=== WORK TO COMPLETE ===
Repeat the whole listing below with nothing added or dropped.

=== PROVIDED RECORDS ===
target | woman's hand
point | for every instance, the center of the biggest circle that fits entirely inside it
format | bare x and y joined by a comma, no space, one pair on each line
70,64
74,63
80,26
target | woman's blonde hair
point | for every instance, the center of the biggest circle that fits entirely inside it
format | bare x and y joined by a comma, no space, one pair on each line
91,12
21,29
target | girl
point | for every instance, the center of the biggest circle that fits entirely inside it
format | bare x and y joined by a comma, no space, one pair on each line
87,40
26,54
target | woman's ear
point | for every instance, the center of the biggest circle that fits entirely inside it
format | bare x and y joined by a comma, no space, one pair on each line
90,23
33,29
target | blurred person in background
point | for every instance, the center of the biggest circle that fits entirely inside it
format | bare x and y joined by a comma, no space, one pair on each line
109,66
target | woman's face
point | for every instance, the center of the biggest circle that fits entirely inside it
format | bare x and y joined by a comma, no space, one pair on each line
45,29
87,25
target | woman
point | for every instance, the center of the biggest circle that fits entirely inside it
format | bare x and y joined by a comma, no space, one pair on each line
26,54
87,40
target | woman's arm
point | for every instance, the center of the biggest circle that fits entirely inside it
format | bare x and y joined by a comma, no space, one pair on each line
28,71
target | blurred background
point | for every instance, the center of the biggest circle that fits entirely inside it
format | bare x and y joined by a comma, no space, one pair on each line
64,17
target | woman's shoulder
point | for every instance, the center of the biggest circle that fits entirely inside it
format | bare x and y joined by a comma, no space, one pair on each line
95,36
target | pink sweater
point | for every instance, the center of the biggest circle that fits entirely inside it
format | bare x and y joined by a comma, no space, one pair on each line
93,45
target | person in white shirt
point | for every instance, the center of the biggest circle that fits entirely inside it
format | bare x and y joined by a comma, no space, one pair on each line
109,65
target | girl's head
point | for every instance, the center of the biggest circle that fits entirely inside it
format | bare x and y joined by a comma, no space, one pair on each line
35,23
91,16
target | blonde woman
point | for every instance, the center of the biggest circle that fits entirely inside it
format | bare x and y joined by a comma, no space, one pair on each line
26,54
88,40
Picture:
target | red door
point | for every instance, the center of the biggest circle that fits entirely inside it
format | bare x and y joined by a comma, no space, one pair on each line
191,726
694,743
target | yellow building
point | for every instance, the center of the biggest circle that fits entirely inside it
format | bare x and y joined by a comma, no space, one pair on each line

=== ANSWER TO THIS PROBLEM ===
target | woman's hand
point | for every instance, the center of the biggest circle that fits entirely inside it
format | bare x and y joined by a comma, no space, one pair on each line
70,64
74,63
80,26
target | woman's blonde hair
point | for every instance, the center of the biggest circle that fits entirely inside it
format | bare x and y joined by a comma, no space, one pair on each line
91,12
21,29
target | girl
point | for every instance, the center of the biggest circle that fits entirely inside it
format | bare x and y joined by a comma, no space, one pair on each line
87,40
26,54
target | woman's ear
point | for every instance, the center of the biggest circle that fits entirely inside it
format | bare x and y joined by a comma, no space, one pair on each line
90,23
33,29
target | blurred person in background
point | for every instance, the center of the biggest circle that fits entirely inside it
format | bare x and y joined by a comma, no space, one pair on each line
109,66
target | woman's face
point | for every instance, the center of the biggest circle that fits entirely inside it
format | bare x and y joined by a comma, no space, one pair on each line
45,29
87,25
target | woman
point | for every instance, the center of the biggest circle that fits entirely inside it
format | bare x and y joined by a comma, no space, one pair on each line
26,54
87,40
target | woman's arm
point | for every instance, the center of the biggest circle that fits entirely inside it
format | bare x and y joined by a comma, no space, one pair on each line
28,71
target | blurred background
point | for every instance, the center of the biggest circle that fits entirely inside it
format | bare x and y joined by a comma, no space, one pair on each line
64,17
target | woman's shoulder
point | for every instance, the center of the biggest circle that fits entirely inside it
format | bare x and y joined by a comma, no space, one pair on each line
95,36
target | pink sweater
point | for every instance, the center of the biggest circle that fits entirely inside it
format | bare x and y joined by a comma, no space, one pair on each line
93,45
target | person in white shirt
point | for every instance, the center of the biggest circle that fits entirely inside it
format | bare x and y joined by a comma, no space, one pair on each line
109,65
target | girl's head
point | for every instance, the center of the biggest circle that fits entirely inside it
format | bare x and y joined by a comma, no space, one pair on each line
35,23
91,16
target | blonde woman
point | for every instance, the center of the biggest circle that fits entirely inside it
format | bare x and y joined by a comma, no space, one pair on each line
26,54
88,40
Picture:
target | red door
point | for every instance, the center of the biggest circle that fits entirely inside it
format | bare x and y joined by a comma, no space, one pair on each line
191,726
694,743
target | yellow building
point | for every instance, the center of the biggest circle that fits entirely inside it
format | bare x and y joined by a comma, no space, one pair on each line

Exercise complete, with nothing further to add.